> _DESCRIPTION OF THE TASK_: Reproduce every record exactly as it appears, but not the pictures.

######

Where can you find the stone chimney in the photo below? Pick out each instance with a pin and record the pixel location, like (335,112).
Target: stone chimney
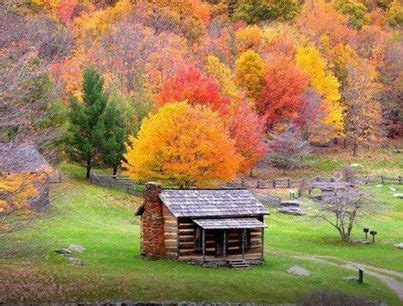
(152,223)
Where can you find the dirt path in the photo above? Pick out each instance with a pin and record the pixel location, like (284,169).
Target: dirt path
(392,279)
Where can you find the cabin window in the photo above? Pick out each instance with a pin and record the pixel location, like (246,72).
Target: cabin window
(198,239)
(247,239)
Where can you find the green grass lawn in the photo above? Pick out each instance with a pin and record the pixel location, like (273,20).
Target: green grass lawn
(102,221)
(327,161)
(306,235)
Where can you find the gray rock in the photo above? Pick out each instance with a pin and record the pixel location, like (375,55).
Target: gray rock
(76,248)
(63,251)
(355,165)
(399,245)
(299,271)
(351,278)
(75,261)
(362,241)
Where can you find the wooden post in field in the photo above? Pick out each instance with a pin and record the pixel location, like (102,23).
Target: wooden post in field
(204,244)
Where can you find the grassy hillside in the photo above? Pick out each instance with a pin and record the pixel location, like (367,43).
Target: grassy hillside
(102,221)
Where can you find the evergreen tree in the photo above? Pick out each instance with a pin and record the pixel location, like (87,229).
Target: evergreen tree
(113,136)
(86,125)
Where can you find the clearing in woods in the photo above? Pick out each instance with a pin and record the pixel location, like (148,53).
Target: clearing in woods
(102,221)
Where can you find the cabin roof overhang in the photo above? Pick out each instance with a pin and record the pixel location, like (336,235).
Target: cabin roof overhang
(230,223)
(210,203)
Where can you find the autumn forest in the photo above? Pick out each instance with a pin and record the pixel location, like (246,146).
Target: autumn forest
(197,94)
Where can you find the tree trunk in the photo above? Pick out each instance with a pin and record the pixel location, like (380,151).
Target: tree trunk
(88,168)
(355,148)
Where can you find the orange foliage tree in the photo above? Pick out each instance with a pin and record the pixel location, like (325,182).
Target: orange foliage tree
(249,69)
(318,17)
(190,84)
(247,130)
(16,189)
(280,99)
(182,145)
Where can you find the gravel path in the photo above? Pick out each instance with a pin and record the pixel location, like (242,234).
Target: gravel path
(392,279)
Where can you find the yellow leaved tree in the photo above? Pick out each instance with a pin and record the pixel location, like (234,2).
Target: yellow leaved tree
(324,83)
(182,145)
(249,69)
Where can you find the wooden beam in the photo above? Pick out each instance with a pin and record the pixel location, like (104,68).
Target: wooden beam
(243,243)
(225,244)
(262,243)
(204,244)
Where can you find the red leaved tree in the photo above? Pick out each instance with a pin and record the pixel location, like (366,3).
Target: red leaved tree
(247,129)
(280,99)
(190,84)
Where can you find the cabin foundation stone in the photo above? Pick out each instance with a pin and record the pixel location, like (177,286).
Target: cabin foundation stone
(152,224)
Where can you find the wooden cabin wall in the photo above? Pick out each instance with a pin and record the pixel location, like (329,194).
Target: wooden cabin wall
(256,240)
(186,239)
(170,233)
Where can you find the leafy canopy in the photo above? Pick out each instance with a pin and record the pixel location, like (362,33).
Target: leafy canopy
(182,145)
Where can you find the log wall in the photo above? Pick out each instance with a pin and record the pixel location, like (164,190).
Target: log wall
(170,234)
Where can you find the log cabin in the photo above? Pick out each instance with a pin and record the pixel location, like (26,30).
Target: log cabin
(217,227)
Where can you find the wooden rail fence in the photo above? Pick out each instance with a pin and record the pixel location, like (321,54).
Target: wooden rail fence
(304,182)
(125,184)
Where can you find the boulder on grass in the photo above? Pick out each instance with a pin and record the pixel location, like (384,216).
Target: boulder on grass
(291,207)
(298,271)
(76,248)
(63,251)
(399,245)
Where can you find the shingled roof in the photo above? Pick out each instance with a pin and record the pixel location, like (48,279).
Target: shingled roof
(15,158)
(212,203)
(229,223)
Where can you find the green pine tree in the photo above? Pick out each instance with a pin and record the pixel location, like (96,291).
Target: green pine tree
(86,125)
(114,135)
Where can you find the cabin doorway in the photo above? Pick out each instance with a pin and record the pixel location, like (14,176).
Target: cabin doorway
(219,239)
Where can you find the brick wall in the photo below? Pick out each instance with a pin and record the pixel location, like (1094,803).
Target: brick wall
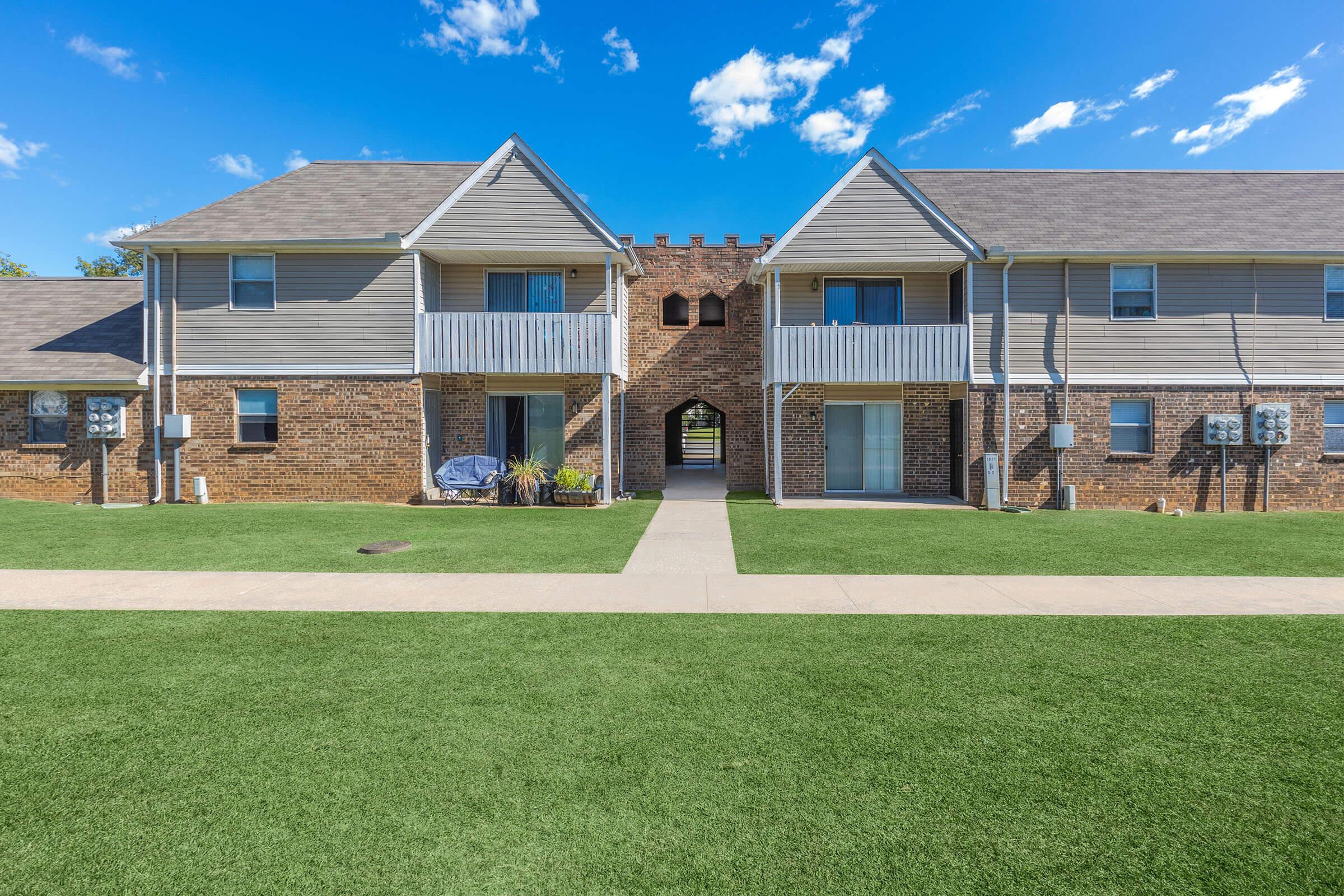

######

> _COMPLETE RESPONSE_:
Where can you find the stone chimney in the photo below? Pick out each instance with a pin and record the pixel location, like (335,112).
Target: stone chimney
(152,223)
Where can you find the dirt path in the photo above? Pick out each instance with a pin and record the pixel location, like (284,169).
Target: dirt path
(392,279)
Where can you find the cabin window in the photo above? Pick out each instance with a pin and record the pixel location, like (246,72).
Target: cabin window
(198,239)
(247,239)
Where can you find the green grass lawn in the photo above? Pick out each instance with a pin and record the pixel location, like (273,20).
Target: green grass lawn
(102,221)
(327,161)
(306,235)
Where can you find the gray rock in the photo above? Pick out each instance with a pin and record the pixel location, like (375,55).
Target: gray rock
(76,248)
(63,251)
(355,165)
(399,245)
(299,271)
(351,278)
(75,261)
(362,241)
Where can you find the wooden post in field in the photo above? Pick out each instance with a pin and record the pixel location, like (102,23).
Target: wooden post in field
(204,244)
Where can you find the grassy hillside in the photo above? Pick out each instance with a pin and record the pixel location, like (367,43).
Target: grassy hillside
(102,221)
Where can you find the evergreen tree in the photo above? Pick out each instance with a pin and record the pixel location, like (87,229).
Target: evergreen tree
(113,136)
(86,125)
Where can you find the clearing in woods in the photo above? Pick out each instance with a pin and record the pixel location, like (148,53).
Target: clearing in woods
(102,221)
Where can you find the cabin roof overhang in the photo above? Pick out each instance with a pin and record the pixel location, like (336,235).
Target: cabin roof overhang
(230,223)
(210,203)
Where can you find the autumn forest in the photo above? Pick out each instance with a pin and record the pixel location, like (246,146).
Target: autumn forest
(197,94)
Where can you find the tree trunk in the photo above? Pick out each instance with a pin and record the pixel location, like (380,151).
Target: tree trunk
(88,168)
(355,148)
Where can you find the orange foliage tree in the photo above? Pick out each instance with a pin and record the pixel location, like (325,182).
Target: orange foliage tree
(249,69)
(318,17)
(190,84)
(247,130)
(16,189)
(280,99)
(182,145)
Where can you find the gravel path in the photo above? Pick out each instance with a pin and record the pixel location, like (242,234).
Target: gravel path
(392,279)
Where can you find the yellow leaved tree in the photo above? Pick out each instance with a pin and record the pixel location, like (234,2).
Target: yellow leaved tree
(324,83)
(182,145)
(249,69)
Where can you find the wooden beam in the photo above? Pick out each instance with a pin and record the pixel location, like (104,68).
Target: wooden beam
(243,243)
(225,244)
(262,243)
(204,244)
Where can you find the red leaved tree in the photo above? Pick out each instance with a pin and record the pixel location, like (366,3).
Target: red leaved tree
(247,129)
(280,99)
(190,84)
Where can you find the cabin foundation stone in the photo above? Pick out each instance with a pin and record the pixel location, like (177,286).
Target: cabin foundation stone
(152,224)
Where can you find the wooden cabin wall in the photo above? Pick out each instance with a pin and record the pixel location, like (329,194).
Target: wooden cabin wall
(256,240)
(186,239)
(170,233)
Where can you find the leafy canopy in the photo above? Pick out each instance with a pin and record the pixel location, like (362,33).
Target: leafy canopy
(182,145)
Where can you find the log wall in the photo above? Pick out each instance with a pin and record the pixel location, like (164,190).
Target: log wall
(170,234)
Where can you find the log cabin in the photo above? Pick out each instance with a pin and record the pixel location, like (26,30).
Target: log cabin
(217,227)
Where can you find the wooden rail fence in the photo above? Pick out each instance with a pin and record the pixel location, like (321,54).
Target: wooden rail fence
(304,182)
(125,184)
Where can you find the boulder on grass in the photo above? Pick out each instance with a pin and record the pixel location, like (384,216).
Target: boulder on grass
(291,207)
(298,271)
(76,248)
(63,251)
(399,245)
Where can you find the shingled roof in the photo above? Pick out each instance with a pin and record the pixel location, like (48,279).
Target: shingled roof
(15,158)
(212,203)
(229,223)
Where can you find the green pine tree in the photo above? Pick out each instance with a pin and record the pixel location, like (96,291).
Target: green pine tree
(86,125)
(114,135)
Where can you find the cabin doorway in the photo above? Pick out each instance with a pin and record the pixel location, like (14,176).
Target: cabin doorway
(219,239)
Where can you find the brick wall in the photo below? Pick out each instance with a pin and record the pixel location, like (1094,803).
Target: brick wall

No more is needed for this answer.